Using the information:
[a] Write out the part of the Aristaeus text starting with "God of rural" and going on through "these widespread manifestations.", word for word.
[b] According to the Aristaeus text, whom did Aristaeus marry to link him to the founding myth of Thebes?

God of rural crafts in Greek mythology

Aristaeus (/ærɪˈstiːəs/; Ἀρισταῖος) was the mythological culture hero credited with the discovery of many rural useful arts and handicrafts, including beekeeping. He was the son of the huntress Cyrene and Apollo.

Aristaeus ("the best") was a cult title in many places: Boeotia, Arcadia, Ceos, Sicily, Sardinia, Thessaly, and Macedonia; consequently a set of "travels" was imposed, connecting his epiphanies in order to account for these widespread manifestations.

If Aristaeus was a minor figure at Athens, he was more prominent in Boeotia, where he was "the pastoral Apollo", and was linked to the founding myth of Thebes by marriage with Autonoë, daughter of Cadmus, the founder. Aristaeus may appear as a winged youth in painted Boeotian pottery, similar to representations of the Boreads, spirits of the North Wind. Besides Actaeon and Macris (also known as Nysa), he also was said to have fathered Charmus and Callicarpus in Sardinia.

== Mythological accounts ==

=== Pindar's account ===
According to Pindar's ninth Pythian Ode and Apollonius' Argonautica (II.522ff), Cyrene despised spinning and other womanly arts and instead spent her days hunting and shepherding, but, in a prophecy he put in the mouth of the wise centaur Chiron, Apollo would spirit her to Libya and make her the foundress of a great city, Cyrene, in a fertile coastal plain. When Aristaeus was born, according to what Pindar sang, Hermes took him to be raised on nectar and ambrosia and to be made immortal by Gaia.

"Aristaios" ("the best") is an epithet rather than a name:For some men to call Zeus and holy Apollo.
Agreus and Nomios, and for others Aristaios (Pindar)

Raw data:

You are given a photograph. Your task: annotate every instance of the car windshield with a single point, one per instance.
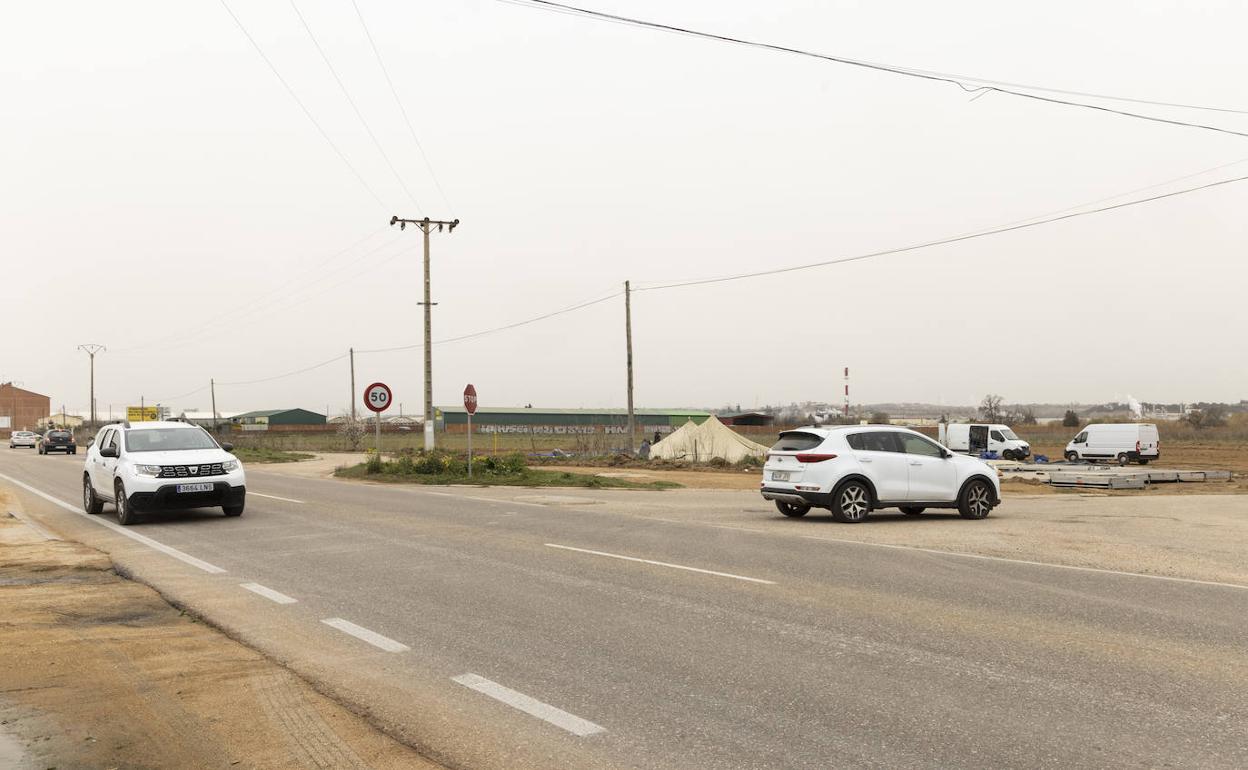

==

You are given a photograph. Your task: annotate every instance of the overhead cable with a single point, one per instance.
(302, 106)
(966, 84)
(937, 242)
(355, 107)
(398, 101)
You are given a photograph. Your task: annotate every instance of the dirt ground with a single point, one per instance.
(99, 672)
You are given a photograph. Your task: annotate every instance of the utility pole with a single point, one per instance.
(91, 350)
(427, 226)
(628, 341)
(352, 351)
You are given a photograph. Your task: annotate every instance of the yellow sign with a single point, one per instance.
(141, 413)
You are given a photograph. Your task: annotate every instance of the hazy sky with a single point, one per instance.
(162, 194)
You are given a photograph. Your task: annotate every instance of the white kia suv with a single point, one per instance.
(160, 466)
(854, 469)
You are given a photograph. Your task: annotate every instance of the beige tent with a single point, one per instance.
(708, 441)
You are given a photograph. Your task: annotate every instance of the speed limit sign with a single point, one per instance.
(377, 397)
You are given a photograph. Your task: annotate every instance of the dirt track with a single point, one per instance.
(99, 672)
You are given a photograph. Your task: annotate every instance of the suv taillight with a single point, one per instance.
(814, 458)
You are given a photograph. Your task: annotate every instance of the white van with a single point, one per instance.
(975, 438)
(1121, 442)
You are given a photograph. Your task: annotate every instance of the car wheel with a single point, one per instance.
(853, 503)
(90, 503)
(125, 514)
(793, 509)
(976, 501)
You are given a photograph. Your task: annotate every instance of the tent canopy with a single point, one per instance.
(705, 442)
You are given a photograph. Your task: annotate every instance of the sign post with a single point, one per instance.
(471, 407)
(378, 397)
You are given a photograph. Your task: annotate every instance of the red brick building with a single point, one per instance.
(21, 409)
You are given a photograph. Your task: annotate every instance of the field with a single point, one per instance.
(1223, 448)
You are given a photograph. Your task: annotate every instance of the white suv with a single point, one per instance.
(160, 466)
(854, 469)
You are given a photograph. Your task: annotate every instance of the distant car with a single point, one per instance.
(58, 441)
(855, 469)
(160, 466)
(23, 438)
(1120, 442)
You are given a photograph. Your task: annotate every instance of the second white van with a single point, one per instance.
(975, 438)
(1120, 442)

Answers for this exercise:
[a]
God of rural crafts in Greek mythology

Aristaeus (/ærɪˈstiːəs/; Ἀρισταῖος) was the mythological culture hero credited with the discovery of many rural useful arts and handicrafts, including beekeeping. He was the son of the huntress Cyrene and Apollo.

Aristaeus ("the best") was a cult title in many places: Boeotia, Arcadia, Ceos, Sicily, Sardinia, Thessaly, and Macedonia; consequently a set of "travels" was imposed, connecting his epiphanies in order to account for these widespread manifestations.

[b] Autonoë, daughter of Cadmus.